■ **Required work**
Rename "rock face" to "cliff face" throughout everything from the start of the records down to the line containing "[[371, 362], [852, 405], [680, 274], [209, 154]]", and reproduce those lines with nothing else altered.

Collected data
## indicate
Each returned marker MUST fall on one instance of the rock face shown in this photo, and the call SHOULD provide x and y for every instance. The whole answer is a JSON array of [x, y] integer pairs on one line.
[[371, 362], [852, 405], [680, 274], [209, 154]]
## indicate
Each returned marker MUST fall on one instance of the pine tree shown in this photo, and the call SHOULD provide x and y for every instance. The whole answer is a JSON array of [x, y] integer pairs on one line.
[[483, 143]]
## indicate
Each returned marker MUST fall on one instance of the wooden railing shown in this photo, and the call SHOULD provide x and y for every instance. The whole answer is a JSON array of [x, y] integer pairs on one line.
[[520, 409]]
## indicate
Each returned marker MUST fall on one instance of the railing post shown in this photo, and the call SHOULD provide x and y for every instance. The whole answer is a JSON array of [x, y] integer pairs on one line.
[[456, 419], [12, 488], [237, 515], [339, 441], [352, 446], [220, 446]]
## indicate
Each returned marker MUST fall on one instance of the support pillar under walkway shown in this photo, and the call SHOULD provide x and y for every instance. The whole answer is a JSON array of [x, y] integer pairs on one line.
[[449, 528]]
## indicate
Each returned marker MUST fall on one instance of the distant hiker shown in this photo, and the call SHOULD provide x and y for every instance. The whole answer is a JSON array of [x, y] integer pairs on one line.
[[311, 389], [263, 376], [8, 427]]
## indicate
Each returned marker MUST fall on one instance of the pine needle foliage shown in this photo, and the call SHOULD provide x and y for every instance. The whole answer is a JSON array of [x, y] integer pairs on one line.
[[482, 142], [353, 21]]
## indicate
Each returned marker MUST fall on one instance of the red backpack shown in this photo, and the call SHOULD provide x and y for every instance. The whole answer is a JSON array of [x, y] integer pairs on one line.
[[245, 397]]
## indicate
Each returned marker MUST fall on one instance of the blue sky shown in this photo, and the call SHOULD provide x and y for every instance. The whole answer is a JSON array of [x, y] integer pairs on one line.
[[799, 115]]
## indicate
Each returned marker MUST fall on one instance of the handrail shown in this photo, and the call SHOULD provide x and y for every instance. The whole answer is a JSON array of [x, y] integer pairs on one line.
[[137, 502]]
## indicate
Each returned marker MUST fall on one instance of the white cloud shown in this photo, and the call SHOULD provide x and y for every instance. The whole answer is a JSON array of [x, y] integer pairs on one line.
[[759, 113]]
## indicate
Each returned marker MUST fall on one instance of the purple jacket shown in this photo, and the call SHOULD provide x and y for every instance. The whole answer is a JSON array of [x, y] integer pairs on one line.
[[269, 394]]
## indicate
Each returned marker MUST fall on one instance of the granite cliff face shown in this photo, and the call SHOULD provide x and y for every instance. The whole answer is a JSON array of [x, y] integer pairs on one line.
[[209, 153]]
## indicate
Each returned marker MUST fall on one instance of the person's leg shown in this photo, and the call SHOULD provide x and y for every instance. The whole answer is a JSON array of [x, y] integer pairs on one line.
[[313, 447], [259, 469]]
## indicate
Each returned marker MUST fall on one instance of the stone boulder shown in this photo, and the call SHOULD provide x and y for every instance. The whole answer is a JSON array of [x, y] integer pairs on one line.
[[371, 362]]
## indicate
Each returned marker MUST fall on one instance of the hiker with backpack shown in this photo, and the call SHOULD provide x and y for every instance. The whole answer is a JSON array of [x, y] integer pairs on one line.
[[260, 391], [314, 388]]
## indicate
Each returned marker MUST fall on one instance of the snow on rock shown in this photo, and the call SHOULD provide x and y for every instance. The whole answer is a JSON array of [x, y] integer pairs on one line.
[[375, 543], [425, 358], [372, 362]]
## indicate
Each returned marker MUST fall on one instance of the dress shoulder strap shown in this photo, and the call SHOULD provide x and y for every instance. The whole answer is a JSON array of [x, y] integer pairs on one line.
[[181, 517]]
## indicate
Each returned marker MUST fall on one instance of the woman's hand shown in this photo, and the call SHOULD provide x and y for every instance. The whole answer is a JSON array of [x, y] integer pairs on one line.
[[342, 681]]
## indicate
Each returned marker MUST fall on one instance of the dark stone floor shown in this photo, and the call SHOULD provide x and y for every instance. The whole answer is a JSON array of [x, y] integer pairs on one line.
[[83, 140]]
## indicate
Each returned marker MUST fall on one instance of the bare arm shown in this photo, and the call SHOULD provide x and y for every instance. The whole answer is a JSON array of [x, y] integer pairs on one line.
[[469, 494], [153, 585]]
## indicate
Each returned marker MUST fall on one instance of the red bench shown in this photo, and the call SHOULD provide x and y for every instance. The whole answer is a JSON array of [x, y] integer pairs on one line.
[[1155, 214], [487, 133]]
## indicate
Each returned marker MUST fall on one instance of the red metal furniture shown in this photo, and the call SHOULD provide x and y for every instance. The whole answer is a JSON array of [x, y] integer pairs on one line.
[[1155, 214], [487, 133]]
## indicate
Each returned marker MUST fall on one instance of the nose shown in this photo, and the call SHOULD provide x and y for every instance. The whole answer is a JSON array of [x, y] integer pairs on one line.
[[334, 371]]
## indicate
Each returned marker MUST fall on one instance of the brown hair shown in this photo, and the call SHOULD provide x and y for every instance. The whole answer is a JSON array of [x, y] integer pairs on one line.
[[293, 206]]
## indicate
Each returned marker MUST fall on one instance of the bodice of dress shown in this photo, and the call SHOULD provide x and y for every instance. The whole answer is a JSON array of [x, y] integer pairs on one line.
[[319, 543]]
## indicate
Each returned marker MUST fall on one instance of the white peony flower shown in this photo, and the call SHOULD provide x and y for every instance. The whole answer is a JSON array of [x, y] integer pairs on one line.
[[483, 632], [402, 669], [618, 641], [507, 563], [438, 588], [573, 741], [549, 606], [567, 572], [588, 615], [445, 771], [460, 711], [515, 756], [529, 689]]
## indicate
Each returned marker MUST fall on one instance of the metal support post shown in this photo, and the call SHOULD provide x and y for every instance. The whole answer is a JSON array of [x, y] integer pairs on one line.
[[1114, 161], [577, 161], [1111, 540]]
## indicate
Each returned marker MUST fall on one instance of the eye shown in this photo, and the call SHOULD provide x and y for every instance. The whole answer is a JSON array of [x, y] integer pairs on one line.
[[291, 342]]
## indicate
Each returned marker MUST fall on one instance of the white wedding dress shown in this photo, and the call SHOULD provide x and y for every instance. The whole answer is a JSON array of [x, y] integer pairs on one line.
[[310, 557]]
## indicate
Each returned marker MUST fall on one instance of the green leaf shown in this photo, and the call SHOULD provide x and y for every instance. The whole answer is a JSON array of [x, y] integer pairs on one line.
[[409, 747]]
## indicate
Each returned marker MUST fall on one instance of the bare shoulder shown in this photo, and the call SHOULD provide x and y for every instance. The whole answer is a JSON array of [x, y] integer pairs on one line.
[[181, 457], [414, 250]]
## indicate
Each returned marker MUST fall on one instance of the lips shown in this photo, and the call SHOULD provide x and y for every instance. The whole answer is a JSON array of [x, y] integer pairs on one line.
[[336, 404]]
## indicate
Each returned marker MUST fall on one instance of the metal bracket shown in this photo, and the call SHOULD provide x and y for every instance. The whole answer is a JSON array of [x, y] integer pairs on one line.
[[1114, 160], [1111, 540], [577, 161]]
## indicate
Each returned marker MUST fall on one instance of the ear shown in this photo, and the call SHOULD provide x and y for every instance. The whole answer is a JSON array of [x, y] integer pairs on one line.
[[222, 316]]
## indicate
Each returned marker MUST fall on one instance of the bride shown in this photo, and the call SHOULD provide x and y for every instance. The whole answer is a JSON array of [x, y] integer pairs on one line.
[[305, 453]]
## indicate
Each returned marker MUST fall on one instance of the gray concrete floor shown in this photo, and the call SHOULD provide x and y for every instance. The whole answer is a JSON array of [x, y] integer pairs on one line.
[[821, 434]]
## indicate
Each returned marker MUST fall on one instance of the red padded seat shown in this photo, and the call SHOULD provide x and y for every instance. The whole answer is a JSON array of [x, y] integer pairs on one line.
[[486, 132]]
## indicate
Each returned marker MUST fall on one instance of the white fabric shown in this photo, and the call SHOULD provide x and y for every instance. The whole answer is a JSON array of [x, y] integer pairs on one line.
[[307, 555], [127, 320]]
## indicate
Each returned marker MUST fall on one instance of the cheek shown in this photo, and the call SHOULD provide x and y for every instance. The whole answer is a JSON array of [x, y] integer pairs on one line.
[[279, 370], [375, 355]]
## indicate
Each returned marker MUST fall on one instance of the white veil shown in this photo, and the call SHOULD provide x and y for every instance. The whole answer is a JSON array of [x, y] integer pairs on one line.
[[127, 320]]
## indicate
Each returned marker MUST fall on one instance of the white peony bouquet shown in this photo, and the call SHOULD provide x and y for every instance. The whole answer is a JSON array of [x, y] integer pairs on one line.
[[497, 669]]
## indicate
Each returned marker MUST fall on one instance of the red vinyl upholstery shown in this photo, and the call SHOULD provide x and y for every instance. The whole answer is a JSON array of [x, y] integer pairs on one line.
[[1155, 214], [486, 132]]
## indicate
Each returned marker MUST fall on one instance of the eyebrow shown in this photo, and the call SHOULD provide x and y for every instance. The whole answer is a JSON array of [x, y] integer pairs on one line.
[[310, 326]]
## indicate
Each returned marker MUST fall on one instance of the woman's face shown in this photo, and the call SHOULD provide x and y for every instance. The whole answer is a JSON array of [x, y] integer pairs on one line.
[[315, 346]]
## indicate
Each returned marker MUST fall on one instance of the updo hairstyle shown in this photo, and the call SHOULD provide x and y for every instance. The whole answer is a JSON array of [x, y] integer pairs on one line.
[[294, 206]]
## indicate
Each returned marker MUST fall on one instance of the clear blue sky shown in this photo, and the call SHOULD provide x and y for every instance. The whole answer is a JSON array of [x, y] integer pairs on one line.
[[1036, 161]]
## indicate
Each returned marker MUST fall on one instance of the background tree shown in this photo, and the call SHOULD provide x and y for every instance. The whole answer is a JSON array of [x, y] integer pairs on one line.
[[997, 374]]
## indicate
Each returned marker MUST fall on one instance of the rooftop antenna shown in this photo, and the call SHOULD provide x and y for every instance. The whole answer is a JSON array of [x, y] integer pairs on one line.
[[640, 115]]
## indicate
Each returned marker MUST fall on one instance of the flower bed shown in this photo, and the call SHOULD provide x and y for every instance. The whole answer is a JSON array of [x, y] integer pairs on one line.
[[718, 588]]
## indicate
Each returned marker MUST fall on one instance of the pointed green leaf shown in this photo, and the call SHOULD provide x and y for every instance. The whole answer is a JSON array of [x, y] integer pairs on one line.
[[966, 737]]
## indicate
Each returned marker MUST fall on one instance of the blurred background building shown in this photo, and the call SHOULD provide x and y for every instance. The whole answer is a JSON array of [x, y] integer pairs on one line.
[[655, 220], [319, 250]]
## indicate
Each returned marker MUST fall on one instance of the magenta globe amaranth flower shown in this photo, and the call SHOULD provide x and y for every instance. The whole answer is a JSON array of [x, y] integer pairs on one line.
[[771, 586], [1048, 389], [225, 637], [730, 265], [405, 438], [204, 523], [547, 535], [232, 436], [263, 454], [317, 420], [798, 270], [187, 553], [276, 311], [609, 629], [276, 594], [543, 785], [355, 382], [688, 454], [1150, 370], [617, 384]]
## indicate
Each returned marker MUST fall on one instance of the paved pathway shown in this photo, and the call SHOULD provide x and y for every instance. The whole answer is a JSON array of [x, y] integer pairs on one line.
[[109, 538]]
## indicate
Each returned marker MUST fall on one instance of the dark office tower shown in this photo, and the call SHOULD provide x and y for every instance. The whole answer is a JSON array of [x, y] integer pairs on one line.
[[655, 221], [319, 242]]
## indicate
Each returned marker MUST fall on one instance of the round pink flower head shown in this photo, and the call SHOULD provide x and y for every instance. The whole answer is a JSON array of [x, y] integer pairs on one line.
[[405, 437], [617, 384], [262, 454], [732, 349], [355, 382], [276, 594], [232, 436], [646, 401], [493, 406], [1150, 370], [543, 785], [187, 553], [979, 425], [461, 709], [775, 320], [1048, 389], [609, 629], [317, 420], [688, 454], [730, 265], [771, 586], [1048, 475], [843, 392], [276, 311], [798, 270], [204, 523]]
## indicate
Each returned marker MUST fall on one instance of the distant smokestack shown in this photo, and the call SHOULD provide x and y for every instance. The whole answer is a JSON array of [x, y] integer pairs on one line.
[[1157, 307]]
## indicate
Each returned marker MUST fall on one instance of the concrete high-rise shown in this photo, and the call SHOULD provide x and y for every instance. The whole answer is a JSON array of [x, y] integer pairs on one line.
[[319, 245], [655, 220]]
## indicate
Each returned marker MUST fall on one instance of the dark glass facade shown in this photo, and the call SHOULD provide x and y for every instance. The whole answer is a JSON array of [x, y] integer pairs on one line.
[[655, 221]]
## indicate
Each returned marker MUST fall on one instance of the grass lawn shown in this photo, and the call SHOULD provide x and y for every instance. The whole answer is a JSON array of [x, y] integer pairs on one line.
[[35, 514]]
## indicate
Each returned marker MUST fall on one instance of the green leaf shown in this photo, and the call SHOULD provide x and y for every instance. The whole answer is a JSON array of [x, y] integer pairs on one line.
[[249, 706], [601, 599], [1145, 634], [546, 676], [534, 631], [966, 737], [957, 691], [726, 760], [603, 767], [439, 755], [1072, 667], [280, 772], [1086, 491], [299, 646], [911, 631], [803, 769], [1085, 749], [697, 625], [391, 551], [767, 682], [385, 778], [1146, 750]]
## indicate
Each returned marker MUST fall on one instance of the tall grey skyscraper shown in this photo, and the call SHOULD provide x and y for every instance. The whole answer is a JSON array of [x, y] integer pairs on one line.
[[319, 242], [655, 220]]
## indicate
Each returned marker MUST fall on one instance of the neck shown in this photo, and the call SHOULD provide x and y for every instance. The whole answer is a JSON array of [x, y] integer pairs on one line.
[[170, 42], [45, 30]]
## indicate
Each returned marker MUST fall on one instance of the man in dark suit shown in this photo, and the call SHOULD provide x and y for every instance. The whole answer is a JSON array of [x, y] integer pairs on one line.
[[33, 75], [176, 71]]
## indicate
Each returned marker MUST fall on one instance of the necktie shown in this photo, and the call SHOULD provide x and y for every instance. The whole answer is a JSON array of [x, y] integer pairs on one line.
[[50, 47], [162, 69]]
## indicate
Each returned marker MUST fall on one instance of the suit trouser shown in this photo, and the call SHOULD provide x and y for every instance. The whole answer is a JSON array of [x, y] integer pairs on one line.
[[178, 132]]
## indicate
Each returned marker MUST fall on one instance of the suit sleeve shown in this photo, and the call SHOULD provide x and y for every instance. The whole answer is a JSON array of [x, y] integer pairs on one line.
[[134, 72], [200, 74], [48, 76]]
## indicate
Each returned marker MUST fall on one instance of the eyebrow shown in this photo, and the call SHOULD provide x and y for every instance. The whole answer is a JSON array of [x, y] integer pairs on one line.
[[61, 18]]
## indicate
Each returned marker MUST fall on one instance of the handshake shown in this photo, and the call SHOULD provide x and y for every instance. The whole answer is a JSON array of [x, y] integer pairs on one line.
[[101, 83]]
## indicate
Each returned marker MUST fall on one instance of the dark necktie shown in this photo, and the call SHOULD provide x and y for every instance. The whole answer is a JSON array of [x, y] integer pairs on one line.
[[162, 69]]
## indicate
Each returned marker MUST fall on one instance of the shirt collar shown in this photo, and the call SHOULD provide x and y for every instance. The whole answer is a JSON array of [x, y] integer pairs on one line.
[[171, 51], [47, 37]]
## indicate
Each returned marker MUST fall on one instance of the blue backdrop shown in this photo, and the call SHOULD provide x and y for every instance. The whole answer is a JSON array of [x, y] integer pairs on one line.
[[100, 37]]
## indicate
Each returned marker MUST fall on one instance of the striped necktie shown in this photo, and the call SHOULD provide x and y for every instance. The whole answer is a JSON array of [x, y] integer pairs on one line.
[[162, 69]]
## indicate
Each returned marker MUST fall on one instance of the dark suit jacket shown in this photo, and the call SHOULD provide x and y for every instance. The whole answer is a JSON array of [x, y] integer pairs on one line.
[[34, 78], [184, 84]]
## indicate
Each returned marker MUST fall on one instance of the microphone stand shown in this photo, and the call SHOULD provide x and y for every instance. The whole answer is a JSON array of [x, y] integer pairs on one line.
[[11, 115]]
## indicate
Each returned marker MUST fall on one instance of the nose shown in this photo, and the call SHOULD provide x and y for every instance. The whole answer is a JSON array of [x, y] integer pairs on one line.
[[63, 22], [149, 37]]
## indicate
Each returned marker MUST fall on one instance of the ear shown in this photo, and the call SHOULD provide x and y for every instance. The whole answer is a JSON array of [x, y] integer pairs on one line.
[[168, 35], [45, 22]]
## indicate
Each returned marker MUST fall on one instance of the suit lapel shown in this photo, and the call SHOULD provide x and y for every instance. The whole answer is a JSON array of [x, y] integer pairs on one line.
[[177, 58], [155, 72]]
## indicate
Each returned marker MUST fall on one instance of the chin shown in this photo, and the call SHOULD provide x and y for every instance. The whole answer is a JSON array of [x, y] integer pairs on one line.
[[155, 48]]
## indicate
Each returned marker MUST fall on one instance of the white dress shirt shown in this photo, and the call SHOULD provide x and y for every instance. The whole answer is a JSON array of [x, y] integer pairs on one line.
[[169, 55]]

■ **Exercise solution**
## indicate
Each returned marker MUST fall on one instance of the cliff face shown in this photo, and the call SHOULD provide x and y for every instance. The whole answer is a JSON array of [x, y] integer pairs on one line.
[[371, 362], [852, 405], [680, 274], [209, 154]]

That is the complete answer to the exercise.